>> START Dataset rows

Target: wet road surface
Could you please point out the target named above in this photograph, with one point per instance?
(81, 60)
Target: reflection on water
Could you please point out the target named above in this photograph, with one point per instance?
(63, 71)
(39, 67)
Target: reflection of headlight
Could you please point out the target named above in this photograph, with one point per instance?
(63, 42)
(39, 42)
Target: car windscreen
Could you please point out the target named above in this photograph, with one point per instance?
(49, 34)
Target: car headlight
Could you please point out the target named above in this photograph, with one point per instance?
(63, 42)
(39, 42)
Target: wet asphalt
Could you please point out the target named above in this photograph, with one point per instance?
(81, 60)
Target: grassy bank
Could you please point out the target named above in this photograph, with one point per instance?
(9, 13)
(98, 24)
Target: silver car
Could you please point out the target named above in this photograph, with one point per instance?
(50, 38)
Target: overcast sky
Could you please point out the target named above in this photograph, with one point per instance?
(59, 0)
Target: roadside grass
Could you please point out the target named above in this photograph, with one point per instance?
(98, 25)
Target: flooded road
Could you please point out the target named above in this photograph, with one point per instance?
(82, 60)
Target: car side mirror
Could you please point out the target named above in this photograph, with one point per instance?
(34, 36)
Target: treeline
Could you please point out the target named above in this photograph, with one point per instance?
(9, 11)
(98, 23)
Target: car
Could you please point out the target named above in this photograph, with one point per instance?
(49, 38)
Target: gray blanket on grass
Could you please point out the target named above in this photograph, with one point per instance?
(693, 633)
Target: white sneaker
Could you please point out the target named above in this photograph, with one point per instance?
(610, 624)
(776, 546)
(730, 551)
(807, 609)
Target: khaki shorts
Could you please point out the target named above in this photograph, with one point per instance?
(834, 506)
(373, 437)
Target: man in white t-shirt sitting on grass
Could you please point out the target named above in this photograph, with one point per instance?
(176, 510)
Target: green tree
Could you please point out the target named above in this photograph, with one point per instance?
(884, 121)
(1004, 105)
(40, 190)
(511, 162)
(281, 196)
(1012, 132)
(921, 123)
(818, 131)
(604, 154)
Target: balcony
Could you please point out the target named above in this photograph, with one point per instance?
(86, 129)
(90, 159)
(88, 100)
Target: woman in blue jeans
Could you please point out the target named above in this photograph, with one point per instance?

>> END Dataset rows

Copy the material above verbatim.

Target: wet road surface
Could you please point out the target named above in this photograph, with one point per instance?
(81, 60)
Target: reflection on water
Could you please point out the target named above in this photograph, with one point per instance?
(63, 71)
(39, 67)
Target: reflection of headlight
Could you please point out the target named above in this photograph, with one point per instance?
(63, 42)
(39, 42)
Target: car windscreen
Could you please point out the target named above in this photograph, with one point per instance?
(49, 34)
Target: car headlight
Could you please point out the target named above in this photograph, with one point per instance?
(63, 42)
(39, 42)
Target: wet asphalt
Could you please point out the target named above in this photograph, with one point per instance?
(81, 60)
Target: grassy bank
Could you please point out the target named above in this photograph, with one point per instance?
(9, 13)
(98, 24)
Target: silver car
Could you please point out the target named above in this photograph, with one point per instance?
(50, 38)
Target: overcast sky
Could you please point out the target named above in this photograph, with one point per instance?
(59, 0)
Target: roadside grass
Could you please point out the target named above in this photograph, with one point per instance?
(98, 25)
Target: flooded road
Could you please point out the target named above in this photograph, with one point per instance?
(82, 60)
Target: car side mirror
Could you please point out the target named above in this photograph, with one point per instance?
(34, 36)
Target: treeline
Could you please point out the target named above in this photograph, with one point per instance?
(9, 11)
(98, 23)
Target: car
Could you please point out the target named above in this photograph, with one point per instance?
(49, 38)
Target: gray blanket on grass
Could you please point out the target named above in this photograph, with one point per instance?
(693, 633)
Target: white sneaker
Could you please point out the target named above in this photograph, with one point per instance?
(610, 624)
(776, 546)
(730, 551)
(807, 609)
Target: khaki shorts
Could you please point out the target named above in this photograph, with one point per instance?
(834, 506)
(373, 437)
Target: man in white t-shirt sitting on grass
Could you please point out the target named above in this photograph, with one point per instance?
(176, 510)
Target: green tree
Could you please point out the target named above in this photograph, with one point per instance?
(884, 121)
(1004, 105)
(40, 190)
(511, 162)
(281, 196)
(1012, 132)
(921, 123)
(818, 131)
(604, 154)
Target: balcony
Could you please point out the target named above in this photograph, with one point per instance?
(86, 129)
(90, 159)
(88, 100)
Target: woman in blue jeans
Could you please point out the target named above in this photograph, with one point per instance?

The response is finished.